■ Problem to solve
Each record that follows is to be reproduced character for character, pictures excepted.

(Source data)
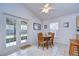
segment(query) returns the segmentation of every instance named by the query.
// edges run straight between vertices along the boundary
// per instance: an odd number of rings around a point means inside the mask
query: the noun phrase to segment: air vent
[[[77,31],[79,31],[79,29],[77,29]]]

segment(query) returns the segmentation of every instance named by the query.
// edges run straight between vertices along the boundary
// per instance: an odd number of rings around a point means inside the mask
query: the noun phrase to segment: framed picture
[[[65,22],[65,23],[64,23],[64,27],[65,27],[65,28],[68,28],[68,27],[69,27],[69,22]]]
[[[41,30],[41,24],[39,24],[39,23],[33,23],[33,29],[34,30]]]
[[[47,25],[44,25],[44,29],[47,29]]]

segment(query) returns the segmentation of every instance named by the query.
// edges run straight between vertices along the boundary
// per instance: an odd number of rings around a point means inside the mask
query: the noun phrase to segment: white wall
[[[58,43],[63,43],[63,44],[69,44],[69,39],[75,38],[76,34],[76,16],[79,16],[78,14],[71,14],[71,15],[66,15],[62,16],[56,19],[51,19],[51,20],[45,20],[43,21],[43,25],[48,25],[48,29],[43,31],[48,31],[49,32],[49,24],[53,22],[58,22],[59,23],[59,30],[57,32],[57,37],[54,40],[55,42]],[[65,28],[63,24],[65,22],[69,22],[69,28]]]
[[[37,19],[27,8],[25,8],[22,4],[0,4],[0,55],[6,55],[7,53],[11,53],[17,49],[17,46],[5,47],[5,19],[3,16],[3,12],[19,16],[27,19],[28,21],[28,39],[27,43],[37,43],[37,32],[39,30],[33,30],[33,23],[40,23],[41,21]]]

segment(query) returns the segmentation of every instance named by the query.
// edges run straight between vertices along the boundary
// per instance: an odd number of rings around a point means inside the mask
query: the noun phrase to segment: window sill
[[[16,42],[6,43],[6,47],[14,46],[16,45]]]

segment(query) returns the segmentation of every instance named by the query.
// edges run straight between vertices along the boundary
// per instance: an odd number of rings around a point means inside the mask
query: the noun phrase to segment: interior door
[[[16,45],[16,20],[6,17],[6,47]]]
[[[27,42],[27,20],[6,16],[6,47],[18,46]]]
[[[20,38],[21,43],[27,42],[27,21],[24,19],[20,20]]]

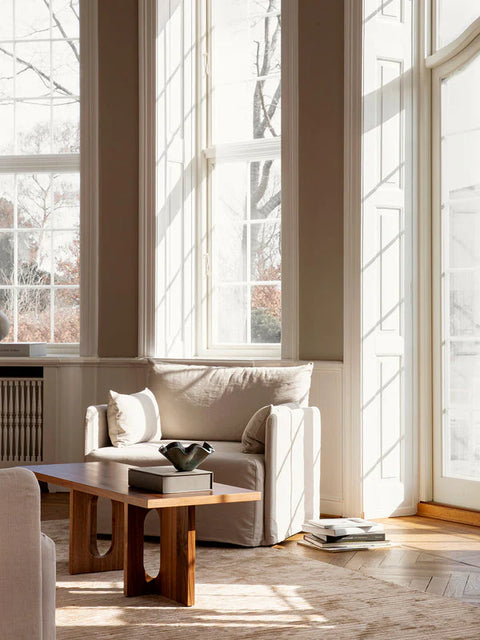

■ Exercise answer
segment(query) returns the segmentation of every instance named by the query.
// edges run straight between vertices along the boundary
// per instance: an odd number of rings around a point means inside the mask
query: the noun phrase to segment: air vent
[[[77,31],[79,31],[79,29],[77,29]]]

segment(query) returns the segmentation of every instance named by the query.
// edges run straight between vertices along the boundary
// per instance: an odd number of rings around a point means inside the mask
query: the noun phrase to segment: framed picture
[[[65,22],[65,23],[64,23],[64,27],[65,27],[65,28],[68,28],[68,27],[69,27],[69,22]]]
[[[41,30],[41,24],[39,24],[39,23],[33,23],[33,29],[34,30]]]
[[[47,25],[44,25],[44,29],[47,29]]]

segment(query) returns the segmentation of every instance named by the query.
// edges run straight between vertices along the boundary
// per instance: an odd number of rings around a point means inside the mask
query: the noun phrase to segment: white wall
[[[58,43],[63,43],[63,44],[69,44],[69,39],[75,38],[76,34],[76,16],[79,16],[78,14],[71,14],[71,15],[66,15],[62,16],[56,19],[51,19],[51,20],[45,20],[43,21],[43,25],[48,25],[48,29],[43,31],[48,31],[49,32],[49,24],[53,22],[58,22],[59,23],[59,30],[57,32],[57,37],[54,40],[55,42]],[[65,28],[63,24],[65,22],[69,22],[69,28]]]
[[[37,19],[27,8],[25,8],[22,4],[0,4],[0,55],[6,55],[7,53],[11,53],[17,49],[17,46],[5,47],[5,19],[3,16],[3,12],[19,16],[27,19],[28,21],[28,39],[27,43],[37,43],[37,32],[39,30],[33,30],[33,23],[40,23],[41,21]]]

segment(query) returns the segmentation of every instance named by the query.
// edges run straight between vertices along the boundary
// per instance: an odd number of rings around a point means inside the mask
query: the noun phrase to segment: window sill
[[[16,42],[6,43],[6,47],[14,46],[16,45]]]

segment(query) returns the segmentation of every instance named by the query.
// edges run straight between vertices along the boundary
// per instance: an odd number of rings around a point means inside the mask
query: the noun phrase to segment: interior door
[[[16,45],[16,20],[6,17],[6,47]]]
[[[27,42],[27,20],[6,16],[6,47],[18,46]]]
[[[20,38],[21,43],[27,42],[27,21],[24,19],[20,20]]]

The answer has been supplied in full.